## Start Provided records
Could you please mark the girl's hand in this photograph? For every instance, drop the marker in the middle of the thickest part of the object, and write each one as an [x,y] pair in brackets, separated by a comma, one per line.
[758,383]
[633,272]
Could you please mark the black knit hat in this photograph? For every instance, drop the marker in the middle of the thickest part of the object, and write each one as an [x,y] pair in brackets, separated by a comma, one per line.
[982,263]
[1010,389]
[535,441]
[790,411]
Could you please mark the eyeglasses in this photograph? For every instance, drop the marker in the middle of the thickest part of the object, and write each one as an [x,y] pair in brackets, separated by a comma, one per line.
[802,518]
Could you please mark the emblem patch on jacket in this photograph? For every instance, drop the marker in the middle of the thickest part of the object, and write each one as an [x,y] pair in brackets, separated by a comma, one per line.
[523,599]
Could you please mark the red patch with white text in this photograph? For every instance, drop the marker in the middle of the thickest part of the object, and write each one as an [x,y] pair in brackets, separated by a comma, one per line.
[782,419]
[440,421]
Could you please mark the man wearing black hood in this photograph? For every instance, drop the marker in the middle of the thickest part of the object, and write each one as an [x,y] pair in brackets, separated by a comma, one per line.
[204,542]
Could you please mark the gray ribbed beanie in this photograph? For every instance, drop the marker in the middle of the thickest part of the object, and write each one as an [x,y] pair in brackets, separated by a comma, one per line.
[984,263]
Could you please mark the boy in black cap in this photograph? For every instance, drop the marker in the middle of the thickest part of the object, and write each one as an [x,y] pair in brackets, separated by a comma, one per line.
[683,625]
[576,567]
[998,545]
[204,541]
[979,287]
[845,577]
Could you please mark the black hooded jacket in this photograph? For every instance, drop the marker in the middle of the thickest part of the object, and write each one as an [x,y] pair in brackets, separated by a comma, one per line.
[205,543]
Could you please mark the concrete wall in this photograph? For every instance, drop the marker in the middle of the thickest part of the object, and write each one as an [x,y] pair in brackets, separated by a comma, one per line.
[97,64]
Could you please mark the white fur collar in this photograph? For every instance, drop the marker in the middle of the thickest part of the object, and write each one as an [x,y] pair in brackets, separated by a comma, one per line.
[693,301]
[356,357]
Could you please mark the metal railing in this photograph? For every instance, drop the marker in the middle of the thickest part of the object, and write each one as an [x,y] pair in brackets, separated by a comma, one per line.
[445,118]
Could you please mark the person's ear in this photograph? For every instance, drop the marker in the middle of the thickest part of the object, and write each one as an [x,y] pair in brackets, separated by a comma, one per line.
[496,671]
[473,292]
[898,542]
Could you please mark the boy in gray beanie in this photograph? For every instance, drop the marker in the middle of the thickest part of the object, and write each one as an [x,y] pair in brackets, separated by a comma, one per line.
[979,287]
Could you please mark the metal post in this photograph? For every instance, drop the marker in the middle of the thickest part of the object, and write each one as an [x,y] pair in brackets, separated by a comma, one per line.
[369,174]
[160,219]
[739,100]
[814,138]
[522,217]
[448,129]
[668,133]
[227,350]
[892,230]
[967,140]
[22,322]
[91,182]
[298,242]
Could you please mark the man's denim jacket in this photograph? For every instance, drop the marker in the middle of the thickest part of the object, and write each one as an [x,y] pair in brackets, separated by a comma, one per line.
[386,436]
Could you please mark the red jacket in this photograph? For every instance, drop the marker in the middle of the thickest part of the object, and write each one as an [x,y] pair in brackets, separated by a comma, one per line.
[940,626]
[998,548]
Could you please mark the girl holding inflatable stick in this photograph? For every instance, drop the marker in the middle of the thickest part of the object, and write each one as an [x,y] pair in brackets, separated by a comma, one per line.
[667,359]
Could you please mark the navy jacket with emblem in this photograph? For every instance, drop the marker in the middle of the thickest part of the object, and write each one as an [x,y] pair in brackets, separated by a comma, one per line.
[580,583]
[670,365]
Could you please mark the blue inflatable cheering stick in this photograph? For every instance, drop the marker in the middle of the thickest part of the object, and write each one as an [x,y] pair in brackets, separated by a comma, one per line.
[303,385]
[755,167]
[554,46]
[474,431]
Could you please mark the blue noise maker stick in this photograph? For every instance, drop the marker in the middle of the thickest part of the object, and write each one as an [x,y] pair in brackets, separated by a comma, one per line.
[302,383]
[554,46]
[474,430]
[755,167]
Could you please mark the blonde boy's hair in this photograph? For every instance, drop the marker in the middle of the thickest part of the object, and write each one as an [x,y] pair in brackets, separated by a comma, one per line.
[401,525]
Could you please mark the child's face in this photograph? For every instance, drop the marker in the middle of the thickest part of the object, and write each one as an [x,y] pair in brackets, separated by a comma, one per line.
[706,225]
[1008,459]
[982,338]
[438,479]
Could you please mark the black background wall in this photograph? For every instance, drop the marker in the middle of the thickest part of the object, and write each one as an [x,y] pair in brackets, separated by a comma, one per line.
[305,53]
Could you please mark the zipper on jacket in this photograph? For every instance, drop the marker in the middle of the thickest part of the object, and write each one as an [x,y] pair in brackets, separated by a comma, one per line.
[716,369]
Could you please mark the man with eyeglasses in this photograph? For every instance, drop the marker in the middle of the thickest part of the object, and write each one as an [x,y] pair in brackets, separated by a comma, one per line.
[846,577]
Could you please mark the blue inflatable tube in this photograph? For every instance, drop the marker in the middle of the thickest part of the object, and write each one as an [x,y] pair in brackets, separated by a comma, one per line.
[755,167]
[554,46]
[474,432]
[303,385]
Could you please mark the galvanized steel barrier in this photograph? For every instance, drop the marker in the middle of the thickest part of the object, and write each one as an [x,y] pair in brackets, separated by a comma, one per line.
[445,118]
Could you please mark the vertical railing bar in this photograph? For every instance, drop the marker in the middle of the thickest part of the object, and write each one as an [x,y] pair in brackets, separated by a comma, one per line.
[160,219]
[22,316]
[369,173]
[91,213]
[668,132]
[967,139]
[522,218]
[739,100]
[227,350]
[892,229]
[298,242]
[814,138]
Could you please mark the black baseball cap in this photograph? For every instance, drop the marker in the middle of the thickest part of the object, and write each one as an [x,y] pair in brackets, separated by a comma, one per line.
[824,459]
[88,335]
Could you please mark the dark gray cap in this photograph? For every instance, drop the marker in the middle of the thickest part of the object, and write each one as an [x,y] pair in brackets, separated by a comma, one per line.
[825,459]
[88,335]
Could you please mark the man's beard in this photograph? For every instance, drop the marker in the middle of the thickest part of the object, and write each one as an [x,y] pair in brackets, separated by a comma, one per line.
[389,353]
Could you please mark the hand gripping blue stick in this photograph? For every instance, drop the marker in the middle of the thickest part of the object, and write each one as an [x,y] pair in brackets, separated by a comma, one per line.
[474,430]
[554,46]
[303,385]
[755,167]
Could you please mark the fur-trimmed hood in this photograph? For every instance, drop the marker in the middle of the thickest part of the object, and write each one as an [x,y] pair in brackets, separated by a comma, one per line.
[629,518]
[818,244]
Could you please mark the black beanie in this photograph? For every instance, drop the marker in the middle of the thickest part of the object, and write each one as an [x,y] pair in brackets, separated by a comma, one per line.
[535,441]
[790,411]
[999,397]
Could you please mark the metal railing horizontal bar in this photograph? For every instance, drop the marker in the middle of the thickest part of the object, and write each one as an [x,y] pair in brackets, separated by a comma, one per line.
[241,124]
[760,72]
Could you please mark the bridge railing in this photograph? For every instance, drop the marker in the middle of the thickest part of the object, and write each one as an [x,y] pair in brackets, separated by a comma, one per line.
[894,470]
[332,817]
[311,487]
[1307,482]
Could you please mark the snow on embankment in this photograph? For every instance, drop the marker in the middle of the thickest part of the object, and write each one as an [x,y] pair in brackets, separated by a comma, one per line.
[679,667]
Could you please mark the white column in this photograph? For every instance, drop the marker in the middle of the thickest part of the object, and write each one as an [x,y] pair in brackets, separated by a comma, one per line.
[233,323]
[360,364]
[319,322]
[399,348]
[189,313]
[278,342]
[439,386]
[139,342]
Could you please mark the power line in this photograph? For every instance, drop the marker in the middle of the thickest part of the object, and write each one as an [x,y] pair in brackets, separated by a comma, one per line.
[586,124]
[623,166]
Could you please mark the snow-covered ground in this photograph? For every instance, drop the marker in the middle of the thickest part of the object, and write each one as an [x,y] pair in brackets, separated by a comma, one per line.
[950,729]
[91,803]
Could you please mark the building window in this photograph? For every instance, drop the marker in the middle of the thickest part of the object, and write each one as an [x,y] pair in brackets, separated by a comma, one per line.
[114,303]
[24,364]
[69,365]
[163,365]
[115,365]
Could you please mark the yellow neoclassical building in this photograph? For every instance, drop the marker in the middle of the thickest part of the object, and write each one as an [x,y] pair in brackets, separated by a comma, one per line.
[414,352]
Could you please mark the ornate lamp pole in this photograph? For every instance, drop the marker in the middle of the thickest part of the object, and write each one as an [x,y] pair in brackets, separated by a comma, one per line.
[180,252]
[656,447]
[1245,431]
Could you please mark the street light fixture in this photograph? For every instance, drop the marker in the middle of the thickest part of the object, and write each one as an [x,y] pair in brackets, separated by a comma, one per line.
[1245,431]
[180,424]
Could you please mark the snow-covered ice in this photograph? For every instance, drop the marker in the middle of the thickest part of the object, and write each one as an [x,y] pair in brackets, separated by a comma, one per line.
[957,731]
## End Provided records
Output only the lines running from the line with "Could you please mark the yellow" through the final line of the data, inclusive.

Answer to this task →
Could you please mark the yellow neoclassical building in this photograph? For every instance, drop the marker in the middle of the thickest part of the object, and write each one as an [x,y] pair in brackets, separated by a comma, one per line.
[414,352]
Could you please mark the ornate lamp pole in this photograph? For every instance, drop the marker in the middle of the thickest part of the object, and write each one as an [x,y] pair in brackets, separated by a comma, one per line.
[180,252]
[656,447]
[1245,431]
Could you please mark the street light fixture in this photograph? For every instance, drop the marker in the middle of the thickest part of the object, and write each one as an [x,y] pair in brackets, separated by a comma, one per line.
[1245,431]
[180,424]
Could you please mark the snow-covered ice in this photograph? For every instance, drop the marker in the middle of the thickest part of the object, and write each one as an [x,y] pair in brackets, separated by a comma, one per line.
[957,731]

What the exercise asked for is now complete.